** START Provided data **
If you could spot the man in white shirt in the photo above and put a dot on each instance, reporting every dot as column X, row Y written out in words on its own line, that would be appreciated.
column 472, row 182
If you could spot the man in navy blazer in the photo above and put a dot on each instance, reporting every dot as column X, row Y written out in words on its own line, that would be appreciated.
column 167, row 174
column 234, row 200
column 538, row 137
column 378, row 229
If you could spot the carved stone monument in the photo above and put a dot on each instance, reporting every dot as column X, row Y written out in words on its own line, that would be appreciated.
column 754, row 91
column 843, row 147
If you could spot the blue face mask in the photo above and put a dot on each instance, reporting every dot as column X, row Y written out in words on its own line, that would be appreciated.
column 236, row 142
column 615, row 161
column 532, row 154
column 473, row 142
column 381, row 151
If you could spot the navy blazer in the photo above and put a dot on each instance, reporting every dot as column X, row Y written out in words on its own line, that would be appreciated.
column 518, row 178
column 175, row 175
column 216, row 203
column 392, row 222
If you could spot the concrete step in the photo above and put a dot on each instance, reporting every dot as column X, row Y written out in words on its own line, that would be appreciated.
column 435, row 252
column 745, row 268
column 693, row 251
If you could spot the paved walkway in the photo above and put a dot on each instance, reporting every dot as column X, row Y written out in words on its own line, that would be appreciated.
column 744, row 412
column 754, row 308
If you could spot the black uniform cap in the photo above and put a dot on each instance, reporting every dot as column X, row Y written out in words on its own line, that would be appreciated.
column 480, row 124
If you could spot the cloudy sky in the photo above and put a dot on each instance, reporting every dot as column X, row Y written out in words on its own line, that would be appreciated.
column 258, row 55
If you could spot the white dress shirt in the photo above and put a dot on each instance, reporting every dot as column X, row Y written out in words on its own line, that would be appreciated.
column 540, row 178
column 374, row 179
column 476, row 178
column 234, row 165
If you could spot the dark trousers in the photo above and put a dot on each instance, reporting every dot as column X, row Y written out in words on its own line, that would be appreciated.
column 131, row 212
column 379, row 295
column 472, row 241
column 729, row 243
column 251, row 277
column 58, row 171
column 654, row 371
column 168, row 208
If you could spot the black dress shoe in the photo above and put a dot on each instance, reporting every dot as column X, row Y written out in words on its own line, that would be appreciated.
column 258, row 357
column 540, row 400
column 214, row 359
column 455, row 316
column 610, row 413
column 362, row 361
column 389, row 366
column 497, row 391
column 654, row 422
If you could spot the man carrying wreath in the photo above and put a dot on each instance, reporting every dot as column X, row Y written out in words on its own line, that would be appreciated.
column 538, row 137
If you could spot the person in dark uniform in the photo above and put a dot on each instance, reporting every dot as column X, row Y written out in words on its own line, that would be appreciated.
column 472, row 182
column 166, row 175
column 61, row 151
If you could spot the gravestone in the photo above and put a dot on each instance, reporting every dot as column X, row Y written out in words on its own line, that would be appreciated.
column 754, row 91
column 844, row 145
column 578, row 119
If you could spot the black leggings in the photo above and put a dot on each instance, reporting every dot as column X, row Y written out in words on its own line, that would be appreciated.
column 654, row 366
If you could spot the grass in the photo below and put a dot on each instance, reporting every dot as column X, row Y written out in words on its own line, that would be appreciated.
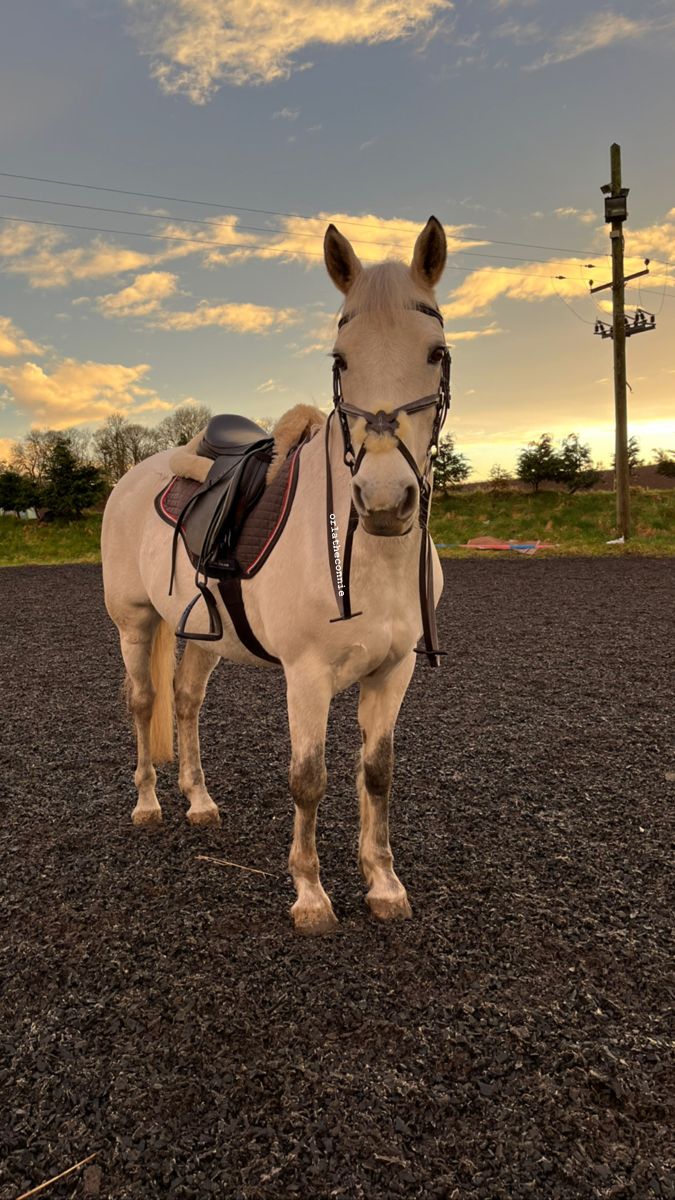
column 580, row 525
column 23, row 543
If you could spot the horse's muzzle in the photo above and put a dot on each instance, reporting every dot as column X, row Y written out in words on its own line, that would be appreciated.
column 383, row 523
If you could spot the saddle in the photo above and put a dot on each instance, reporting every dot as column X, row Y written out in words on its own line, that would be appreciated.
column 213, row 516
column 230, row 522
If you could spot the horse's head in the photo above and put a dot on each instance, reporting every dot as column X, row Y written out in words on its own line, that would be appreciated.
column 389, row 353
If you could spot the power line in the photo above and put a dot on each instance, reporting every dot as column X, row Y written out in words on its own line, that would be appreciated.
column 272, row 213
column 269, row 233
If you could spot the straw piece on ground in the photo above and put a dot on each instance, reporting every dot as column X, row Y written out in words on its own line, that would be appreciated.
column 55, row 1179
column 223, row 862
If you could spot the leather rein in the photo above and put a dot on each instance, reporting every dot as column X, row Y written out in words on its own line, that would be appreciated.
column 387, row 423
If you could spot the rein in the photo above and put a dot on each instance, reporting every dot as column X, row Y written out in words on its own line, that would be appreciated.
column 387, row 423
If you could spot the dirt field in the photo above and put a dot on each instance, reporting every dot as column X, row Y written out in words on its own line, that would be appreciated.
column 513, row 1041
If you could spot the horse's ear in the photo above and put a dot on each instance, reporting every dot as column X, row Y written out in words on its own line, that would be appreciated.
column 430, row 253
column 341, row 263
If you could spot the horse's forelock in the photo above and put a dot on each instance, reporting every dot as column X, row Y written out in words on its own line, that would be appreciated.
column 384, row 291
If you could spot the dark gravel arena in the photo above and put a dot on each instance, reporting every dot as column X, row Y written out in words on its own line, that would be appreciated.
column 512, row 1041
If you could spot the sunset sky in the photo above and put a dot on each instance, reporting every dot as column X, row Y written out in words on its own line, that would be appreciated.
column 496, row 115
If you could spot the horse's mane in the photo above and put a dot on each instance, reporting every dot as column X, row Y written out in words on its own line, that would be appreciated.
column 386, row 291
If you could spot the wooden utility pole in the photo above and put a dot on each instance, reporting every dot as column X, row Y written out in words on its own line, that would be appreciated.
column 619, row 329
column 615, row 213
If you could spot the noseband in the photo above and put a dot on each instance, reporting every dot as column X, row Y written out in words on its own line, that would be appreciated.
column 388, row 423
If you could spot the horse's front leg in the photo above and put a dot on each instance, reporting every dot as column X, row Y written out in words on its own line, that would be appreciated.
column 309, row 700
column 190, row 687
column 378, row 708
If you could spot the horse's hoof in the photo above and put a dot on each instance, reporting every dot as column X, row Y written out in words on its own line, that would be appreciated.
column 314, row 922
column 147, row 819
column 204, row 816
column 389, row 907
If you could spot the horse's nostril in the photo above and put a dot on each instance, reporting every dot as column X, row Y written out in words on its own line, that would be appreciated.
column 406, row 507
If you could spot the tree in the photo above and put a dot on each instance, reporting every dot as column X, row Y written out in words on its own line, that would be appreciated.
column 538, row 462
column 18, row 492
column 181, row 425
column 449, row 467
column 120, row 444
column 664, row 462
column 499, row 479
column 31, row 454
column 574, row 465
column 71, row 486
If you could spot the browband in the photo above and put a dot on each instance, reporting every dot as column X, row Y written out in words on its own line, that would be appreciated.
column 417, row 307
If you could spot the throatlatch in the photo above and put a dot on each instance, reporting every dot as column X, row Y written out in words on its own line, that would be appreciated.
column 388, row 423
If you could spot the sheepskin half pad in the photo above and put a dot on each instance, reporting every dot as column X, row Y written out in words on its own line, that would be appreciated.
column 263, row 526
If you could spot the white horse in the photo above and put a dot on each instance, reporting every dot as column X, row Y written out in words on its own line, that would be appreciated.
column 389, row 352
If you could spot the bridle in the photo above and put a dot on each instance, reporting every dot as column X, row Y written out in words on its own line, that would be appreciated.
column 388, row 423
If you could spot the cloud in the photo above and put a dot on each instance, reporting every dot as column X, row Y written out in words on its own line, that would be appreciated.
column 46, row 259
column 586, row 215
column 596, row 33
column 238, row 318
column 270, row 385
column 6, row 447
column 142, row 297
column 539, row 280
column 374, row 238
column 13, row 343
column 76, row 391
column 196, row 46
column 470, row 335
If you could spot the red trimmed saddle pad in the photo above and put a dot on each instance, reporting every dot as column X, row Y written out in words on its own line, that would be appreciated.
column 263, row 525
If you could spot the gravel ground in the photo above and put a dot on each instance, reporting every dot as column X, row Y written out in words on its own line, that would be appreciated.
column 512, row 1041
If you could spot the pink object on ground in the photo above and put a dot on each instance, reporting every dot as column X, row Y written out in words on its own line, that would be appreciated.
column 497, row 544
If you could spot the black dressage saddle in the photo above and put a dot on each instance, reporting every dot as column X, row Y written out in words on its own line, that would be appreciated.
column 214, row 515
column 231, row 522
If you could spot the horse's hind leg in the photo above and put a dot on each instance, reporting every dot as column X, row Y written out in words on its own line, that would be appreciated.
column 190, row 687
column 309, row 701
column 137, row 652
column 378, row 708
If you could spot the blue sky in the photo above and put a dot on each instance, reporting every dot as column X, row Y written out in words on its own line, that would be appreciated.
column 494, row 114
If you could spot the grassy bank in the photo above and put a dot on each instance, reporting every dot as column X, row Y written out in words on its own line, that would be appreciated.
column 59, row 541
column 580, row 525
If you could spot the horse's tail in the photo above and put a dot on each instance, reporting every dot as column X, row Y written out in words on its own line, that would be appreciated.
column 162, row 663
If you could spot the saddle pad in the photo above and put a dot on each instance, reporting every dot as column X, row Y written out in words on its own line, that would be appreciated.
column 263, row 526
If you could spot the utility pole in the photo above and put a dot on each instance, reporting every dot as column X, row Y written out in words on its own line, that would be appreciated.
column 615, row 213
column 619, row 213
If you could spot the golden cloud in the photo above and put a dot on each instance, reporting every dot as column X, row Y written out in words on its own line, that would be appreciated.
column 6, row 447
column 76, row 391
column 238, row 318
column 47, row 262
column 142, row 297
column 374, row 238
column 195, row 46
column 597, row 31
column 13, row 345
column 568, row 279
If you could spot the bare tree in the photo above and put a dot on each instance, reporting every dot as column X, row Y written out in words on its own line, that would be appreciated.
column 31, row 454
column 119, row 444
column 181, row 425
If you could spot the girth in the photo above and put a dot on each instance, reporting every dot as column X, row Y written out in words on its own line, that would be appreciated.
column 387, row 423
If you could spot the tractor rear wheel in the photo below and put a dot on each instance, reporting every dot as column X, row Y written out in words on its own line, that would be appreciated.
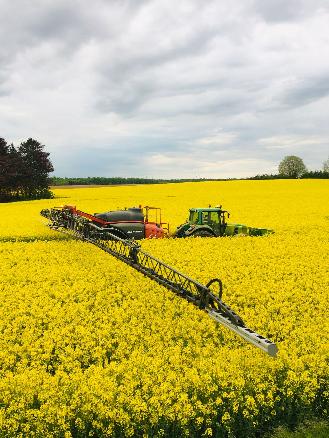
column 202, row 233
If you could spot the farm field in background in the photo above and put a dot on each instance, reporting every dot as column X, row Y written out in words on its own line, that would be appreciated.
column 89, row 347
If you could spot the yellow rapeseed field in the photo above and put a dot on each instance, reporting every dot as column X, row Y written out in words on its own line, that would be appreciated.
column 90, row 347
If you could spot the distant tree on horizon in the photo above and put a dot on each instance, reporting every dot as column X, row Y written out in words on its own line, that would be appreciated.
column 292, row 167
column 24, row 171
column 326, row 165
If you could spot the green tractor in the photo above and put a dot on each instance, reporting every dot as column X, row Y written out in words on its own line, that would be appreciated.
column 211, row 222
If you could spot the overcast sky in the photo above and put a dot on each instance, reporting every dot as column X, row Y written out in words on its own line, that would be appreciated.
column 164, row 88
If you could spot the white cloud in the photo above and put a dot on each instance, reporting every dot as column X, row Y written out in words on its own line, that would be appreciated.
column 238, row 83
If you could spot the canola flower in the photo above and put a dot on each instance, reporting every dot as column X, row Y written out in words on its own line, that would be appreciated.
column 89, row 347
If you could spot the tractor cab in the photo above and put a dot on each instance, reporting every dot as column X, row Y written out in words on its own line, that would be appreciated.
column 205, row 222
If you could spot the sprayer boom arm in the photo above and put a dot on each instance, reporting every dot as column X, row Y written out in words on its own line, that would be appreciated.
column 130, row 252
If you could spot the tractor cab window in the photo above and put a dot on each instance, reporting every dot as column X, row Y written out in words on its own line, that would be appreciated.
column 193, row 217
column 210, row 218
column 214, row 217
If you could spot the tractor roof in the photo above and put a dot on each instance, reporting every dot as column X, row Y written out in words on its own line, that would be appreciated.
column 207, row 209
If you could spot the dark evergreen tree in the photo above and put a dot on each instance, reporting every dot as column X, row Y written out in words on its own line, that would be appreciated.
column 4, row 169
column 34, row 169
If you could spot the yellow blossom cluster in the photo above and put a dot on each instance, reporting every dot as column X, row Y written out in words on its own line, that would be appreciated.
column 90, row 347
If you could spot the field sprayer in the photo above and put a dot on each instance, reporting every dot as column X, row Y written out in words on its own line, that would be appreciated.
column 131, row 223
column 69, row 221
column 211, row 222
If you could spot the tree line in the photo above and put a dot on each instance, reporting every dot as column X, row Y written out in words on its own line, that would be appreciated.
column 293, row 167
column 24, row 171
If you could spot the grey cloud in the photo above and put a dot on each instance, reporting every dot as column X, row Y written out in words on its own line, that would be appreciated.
** END Provided data **
- **Aim**
Reproduce the items above without any change, covering everything from the line that contains "If you could spot the bridle" down to the line that contains "column 497, row 544", with both of those lines included.

- **Output for this exercise**
If you could spot the bridle in the photo above and put a dot on each instance, reporting every dot as column X, row Y written out in words on its own line, that would be appreciated.
column 388, row 423
If you could spot the cloud in the photo above and put a dot on each instance, reporting every dot as column X, row Y written out in words on its own line, that would be appreciated.
column 46, row 259
column 586, row 215
column 596, row 33
column 238, row 318
column 270, row 385
column 6, row 447
column 142, row 297
column 539, row 280
column 374, row 238
column 13, row 343
column 76, row 391
column 196, row 46
column 470, row 335
If you could spot the red trimmed saddle pad in the photo above and put a dot on each instance, reporting every dot as column X, row Y written out in words on its own line, that would be appreciated.
column 263, row 525
If you could spot the gravel ground in the photo above and put a dot on each instance, reporting every dot as column X, row Y written out in words on its own line, that would be appreciated.
column 512, row 1041
If you could spot the pink object on ground in the photo above and put a dot on each instance, reporting every dot as column X, row Y written out in words on its own line, that would be appreciated.
column 497, row 544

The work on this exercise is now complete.